## Bloco de texto:
───
A possibilidade de revisão ou cancelamento da súmula é de extrema relevância quando se tem em vista que é da natureza da própria sociedade e do direito estar em constante transformação. Nesse sentido, faz-se imprescindível a possibilidade de alteração das súmulas vinculantes, para que elas possam ser adequadas a essas necessidades, também de índole prática. Todavia, do mesmo modo que a adoção de uma sumula vinculante não ocorre de momento para o outro, exigindo que a matéria tenha sido objeto de reiteradas decisões sobre o assunto, a sua alteração ou modificação também exigem discussão cuidadosa. À evidência, não procede o argumento de que a súmula vinculante impede mudanças que ocorrem por demanda da sociedade e de próprio sistema jurídico, uma vez que há previsão constitucional da revisão e revogação de seus enunciados. Ademais, a revisão da súmula propicia ao eventual requerente maiores oportunidades de superação do entendimento consolidado do que o sistema de recursos em massa, que são respondidos, também, pelas fórmulas massificadas existentes hoje nos tribunais. (MENDES e BRANCO, 2011, p. 1011).

A Súmula Vinculante pode ser revogada ou cancelada, mediante requerimento dos mesmos legitimados para a proposta de sua edição. Da mesma forma, pode o Supremo Tribunal Federal, ex officio, assim proceder, sempre com colhida da opinião do Procurador-Geral da República.

Por fim, no atinente ao tema da Súmula Vinculante, deve ser mencionada a possibilidade, inclusive com previsão constitucional, de endereçamento de Reclamação, diretamente ao Supremo Tribunal Federal, quando decisão administrativa ou jurisdicional violar seu enunciado.

Para o ajuizamento da Reclamação, também regulamentada pela Lei 11.417/2006, tem legitimidade qualquer jurisdicionado, ainda que a decisão que desrespeite a Súmula Vinculante tenha sido proferida em primeira instância.

Em se tratando de decisões administrativas, porém, que violem enunciado vinculante, é necessário o esgotamento da via recursal administrativa, sob pena de não conhecimento da Reclamação pelo Pretório Excelso.

Julgada procedente a Reclamação, o Supremo cassará a decisão judicial, ordenando que outra se profira, com o atendimento à orientação vinculante. Em se tratando de matéria com cunho administrativo, o Supremo cassará tal ato, para que outro seja coercitivamente proferido.
───
## Questão A:
Segundo o texto sobre a súmula vinculante, qual lei também regulamenta a Reclamação?
───
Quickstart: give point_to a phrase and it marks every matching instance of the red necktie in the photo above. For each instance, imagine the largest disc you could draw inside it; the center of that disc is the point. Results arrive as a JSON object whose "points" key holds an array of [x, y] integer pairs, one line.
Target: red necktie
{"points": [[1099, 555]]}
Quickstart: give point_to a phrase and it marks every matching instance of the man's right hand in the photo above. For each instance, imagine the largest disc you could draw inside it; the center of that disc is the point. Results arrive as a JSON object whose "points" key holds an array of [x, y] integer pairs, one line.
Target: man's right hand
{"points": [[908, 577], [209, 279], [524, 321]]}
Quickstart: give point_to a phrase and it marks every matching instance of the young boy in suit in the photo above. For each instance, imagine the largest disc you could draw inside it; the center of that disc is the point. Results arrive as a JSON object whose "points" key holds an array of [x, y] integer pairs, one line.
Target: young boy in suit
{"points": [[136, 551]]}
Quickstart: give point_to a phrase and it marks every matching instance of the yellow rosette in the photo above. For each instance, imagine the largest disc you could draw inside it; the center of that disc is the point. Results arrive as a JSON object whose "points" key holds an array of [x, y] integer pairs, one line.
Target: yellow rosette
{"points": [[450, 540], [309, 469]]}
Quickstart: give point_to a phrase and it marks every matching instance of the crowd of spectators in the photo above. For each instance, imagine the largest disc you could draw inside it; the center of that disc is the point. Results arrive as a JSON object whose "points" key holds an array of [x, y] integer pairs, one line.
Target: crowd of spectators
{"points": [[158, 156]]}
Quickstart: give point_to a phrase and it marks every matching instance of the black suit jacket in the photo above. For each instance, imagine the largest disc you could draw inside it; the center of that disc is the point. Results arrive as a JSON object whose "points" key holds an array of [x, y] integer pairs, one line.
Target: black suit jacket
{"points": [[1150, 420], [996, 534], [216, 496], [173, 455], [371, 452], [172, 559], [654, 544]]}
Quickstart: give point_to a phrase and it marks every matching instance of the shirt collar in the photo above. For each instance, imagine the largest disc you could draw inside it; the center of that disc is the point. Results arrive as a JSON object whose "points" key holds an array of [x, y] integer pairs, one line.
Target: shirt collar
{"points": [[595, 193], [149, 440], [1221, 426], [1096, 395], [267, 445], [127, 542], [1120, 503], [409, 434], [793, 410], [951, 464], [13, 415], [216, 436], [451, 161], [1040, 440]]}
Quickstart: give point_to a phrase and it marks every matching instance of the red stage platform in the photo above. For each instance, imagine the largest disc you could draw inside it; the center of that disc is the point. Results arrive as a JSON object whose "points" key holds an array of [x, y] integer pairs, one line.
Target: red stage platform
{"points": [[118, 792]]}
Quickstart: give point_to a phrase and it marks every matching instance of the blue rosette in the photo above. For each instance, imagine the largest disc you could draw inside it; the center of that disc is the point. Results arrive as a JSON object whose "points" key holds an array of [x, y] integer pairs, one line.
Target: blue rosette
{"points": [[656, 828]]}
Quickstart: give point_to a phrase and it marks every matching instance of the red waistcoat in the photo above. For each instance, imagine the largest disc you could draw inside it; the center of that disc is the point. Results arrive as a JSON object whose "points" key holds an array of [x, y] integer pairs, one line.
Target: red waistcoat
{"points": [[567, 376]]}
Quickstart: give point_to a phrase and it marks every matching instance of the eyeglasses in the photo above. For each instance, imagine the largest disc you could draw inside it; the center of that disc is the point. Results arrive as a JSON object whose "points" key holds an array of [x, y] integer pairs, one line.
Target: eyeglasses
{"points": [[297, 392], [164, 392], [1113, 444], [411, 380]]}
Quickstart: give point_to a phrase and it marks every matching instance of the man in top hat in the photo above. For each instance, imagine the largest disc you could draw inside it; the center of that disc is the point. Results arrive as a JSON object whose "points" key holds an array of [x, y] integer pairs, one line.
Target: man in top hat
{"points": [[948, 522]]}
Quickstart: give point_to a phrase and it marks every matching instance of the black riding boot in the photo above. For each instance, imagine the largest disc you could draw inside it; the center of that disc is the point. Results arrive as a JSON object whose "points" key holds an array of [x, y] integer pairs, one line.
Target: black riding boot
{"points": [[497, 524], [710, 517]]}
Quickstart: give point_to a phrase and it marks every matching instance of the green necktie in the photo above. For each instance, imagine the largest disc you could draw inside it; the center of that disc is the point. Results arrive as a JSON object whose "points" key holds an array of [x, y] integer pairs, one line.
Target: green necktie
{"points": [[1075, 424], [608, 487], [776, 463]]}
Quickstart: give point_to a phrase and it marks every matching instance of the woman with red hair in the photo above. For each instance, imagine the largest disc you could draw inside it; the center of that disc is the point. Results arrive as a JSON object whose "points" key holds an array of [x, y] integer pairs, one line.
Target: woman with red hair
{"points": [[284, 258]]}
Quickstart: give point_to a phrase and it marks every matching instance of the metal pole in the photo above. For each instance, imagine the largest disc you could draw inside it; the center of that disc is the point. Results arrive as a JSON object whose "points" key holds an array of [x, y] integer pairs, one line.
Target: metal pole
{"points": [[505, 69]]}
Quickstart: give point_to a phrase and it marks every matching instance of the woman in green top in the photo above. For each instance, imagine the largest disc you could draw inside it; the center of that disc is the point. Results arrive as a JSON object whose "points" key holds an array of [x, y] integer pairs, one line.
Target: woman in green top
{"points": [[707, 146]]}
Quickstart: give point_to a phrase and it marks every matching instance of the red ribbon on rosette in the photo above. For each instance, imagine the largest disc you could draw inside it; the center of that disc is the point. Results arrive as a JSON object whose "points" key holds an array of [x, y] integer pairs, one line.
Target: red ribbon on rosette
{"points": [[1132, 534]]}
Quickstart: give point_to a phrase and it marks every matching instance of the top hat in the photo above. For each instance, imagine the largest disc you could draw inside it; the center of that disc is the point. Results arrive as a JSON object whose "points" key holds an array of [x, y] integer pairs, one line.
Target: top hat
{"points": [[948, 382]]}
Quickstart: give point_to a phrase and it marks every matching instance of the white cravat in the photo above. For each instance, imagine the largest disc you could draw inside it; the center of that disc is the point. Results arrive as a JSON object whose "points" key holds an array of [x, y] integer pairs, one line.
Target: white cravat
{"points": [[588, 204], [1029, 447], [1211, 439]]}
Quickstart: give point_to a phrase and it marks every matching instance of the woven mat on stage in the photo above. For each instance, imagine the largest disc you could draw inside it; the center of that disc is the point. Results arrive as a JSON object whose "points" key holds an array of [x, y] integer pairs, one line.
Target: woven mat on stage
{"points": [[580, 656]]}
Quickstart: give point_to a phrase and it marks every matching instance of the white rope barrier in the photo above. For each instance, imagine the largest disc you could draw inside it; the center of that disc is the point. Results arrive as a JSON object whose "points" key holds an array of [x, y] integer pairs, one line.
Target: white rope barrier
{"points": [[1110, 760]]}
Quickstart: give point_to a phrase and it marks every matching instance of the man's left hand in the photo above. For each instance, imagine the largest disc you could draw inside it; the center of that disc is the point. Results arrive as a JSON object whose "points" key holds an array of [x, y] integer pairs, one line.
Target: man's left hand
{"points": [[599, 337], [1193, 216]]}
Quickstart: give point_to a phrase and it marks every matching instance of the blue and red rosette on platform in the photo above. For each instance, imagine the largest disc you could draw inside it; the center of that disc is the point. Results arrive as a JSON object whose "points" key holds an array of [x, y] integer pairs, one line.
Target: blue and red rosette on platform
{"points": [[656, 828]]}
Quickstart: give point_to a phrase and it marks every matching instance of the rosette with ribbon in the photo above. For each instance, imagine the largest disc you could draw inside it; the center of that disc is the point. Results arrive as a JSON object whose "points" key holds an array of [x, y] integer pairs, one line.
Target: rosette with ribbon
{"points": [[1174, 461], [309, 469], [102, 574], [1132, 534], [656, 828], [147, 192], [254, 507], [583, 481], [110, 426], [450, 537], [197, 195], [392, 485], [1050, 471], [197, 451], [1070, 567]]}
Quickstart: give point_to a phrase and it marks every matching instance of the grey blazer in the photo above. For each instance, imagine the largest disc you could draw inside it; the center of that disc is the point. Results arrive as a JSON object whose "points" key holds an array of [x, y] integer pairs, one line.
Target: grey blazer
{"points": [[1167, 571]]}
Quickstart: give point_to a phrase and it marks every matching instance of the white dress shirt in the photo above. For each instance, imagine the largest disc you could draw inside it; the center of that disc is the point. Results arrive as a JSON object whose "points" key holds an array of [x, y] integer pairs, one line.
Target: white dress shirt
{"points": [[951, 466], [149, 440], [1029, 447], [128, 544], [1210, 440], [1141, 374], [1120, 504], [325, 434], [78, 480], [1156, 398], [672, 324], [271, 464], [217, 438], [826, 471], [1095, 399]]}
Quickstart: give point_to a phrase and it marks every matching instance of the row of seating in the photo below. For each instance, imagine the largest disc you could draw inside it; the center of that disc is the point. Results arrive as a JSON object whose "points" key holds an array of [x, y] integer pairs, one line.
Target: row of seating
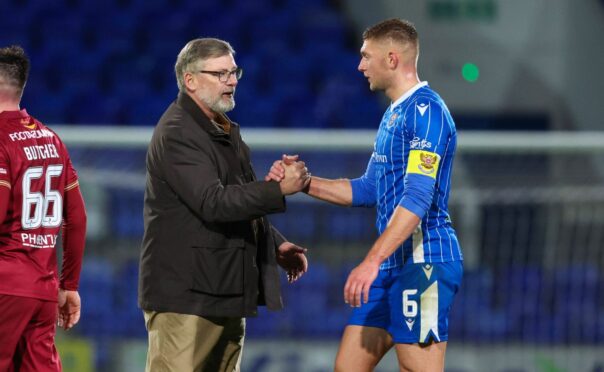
───
## Questão B:
Nos registros, renomeie "blue rosette" para "blue ribbon" da linha que contém "the blue rosette" até a linha que contém "Target: blue rosette", inclusive. Apresente apenas essas linhas, sem nenhuma outra alteração.

## Solução do exercício A:
A Lei 11.417/2006.

## Solução do exercício B:
Quickstart: give point_to a phrase and it marks every matching instance of the blue ribbon in the photo above. For each instance, imagine the largest disc you could draw inside it; the center of that disc is the point. Results arrive as a JSON object whose "points" key holds an array of [x, y] integer pairs, one line.
Target: blue ribbon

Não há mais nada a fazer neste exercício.